→ **To be done**:
Answer these questions about the post on Judge Walker's Prop 8 ruling below:
1. Whose confirmation process does the post say drew similar arguments?
2. In what year, according to the Stephen Colbert quote, were Japanese Americans sent to internment camps?
3. On what date was the comment by CW posted?

Eric Martin has an important take on the argument coming from conservatives that Judge Walker's ruling on Prop 8 is illegitimate because he is (allegedly) gay himself.
He points to similar arguments made against Sotomayor during her confirmation process. In both cases, the assumption is that if one's identity places them in the minority, then that identity is all-consuming and all-controlling, whereas if one's identity is in the majority, it is "normal" and thus has no bearing at all one how one might judge a case.
It's not that I would suggest that his sexual orientation (if he is gay) has no influence on his jurisprudence, but here's the thing, if homosexuality influences analysis of legal issues involving civil rights for homosexuals, doesn't heterosexuality also influence decisions regarding these same matters? After all, heterosexuality is no guarantor of objectivity, it just provides a different set of subjectivities, which are not per se superior to other vantage points.This reminds me of conservative complaints aired during Sonya Sotomayor's confirmation hearings: that her Puerto Rican roots would unduly influence her decision making process regarding civil rights cases. Again, though, the assumption is that being a Caucasian means being free from any and all biases. Which is on its face preposterous as all people are influenced by their past experiences and particular perspective.
And he quotes this from Stephen Colbert:
For instance, take the Dred Scott case. Those justice's life experience, being white men in pre-civil war America some of whom owned slaves, in no way influenced their decision that black people were property. And, their personal backgrounds had nothing to do with the all-neutral court decision that it was legal to send Japanese Americans to internment camps in 1942. Imagine how the life experience of an Asian judge would have sullied that neutrality.
Yes, how horrible that might have been. Because white males merely call balls and strikes as judges, whereas minority judges cannot possibly be objective. This is not a serious argument, it's merely the assertion of supremacy by a majority blinded to their own biases by virtue of having no one around them to challenge those biases.

Ed Brayton is a journalist, commentator and speaker. He is the co-founder and president of 

Comments
Someone had tweeted this link that I thought was pretty good - with regard to the claim that the judge should have recused himself from the case: http://ow.ly/2mq2l
"Why didn't the Prop 8 judge recuse himself?"
"Well, why didn't you file the damn motion?"
Posted by: CW | August 9, 2010 11:24 AM
"the assumption is that if one's identity places them in the minority, then that identity is all-consuming and all-controlling, whereas if one's identity is in the majority, it is "normal" and thus has no bearing at all one how one might judge a case"
Ed, I think this IS the assumption, but I also don't think it is patently untrue. Is that worth discussion?

→ **Data rows**:
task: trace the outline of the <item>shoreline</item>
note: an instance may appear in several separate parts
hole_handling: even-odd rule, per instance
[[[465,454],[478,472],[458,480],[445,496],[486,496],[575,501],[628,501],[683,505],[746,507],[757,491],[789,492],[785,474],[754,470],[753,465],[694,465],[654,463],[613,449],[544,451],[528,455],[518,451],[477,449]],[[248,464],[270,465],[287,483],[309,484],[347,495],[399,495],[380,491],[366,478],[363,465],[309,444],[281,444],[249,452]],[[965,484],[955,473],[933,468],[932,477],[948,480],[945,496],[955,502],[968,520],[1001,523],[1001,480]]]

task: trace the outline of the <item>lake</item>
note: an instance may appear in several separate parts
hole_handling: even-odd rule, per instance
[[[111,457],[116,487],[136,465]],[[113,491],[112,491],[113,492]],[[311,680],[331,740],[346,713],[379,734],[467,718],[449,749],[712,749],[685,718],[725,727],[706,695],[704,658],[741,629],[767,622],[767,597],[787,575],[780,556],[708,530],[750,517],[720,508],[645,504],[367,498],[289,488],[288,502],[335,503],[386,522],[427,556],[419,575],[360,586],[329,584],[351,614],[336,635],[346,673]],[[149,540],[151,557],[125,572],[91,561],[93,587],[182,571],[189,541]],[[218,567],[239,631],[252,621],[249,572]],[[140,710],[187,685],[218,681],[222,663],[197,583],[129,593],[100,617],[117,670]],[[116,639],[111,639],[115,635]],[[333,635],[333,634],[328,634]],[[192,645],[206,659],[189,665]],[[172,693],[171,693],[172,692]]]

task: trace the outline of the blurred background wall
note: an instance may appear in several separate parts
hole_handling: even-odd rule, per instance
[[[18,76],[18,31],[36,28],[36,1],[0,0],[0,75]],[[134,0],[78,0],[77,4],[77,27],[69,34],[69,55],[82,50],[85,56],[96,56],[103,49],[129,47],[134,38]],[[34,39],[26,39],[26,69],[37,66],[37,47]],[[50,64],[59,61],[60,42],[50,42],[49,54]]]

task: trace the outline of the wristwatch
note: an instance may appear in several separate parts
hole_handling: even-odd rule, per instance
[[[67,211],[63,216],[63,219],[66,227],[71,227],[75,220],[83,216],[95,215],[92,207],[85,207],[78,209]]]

→ **Result**:
1. Sotomayor's
2. 1942
3. August 9, 2010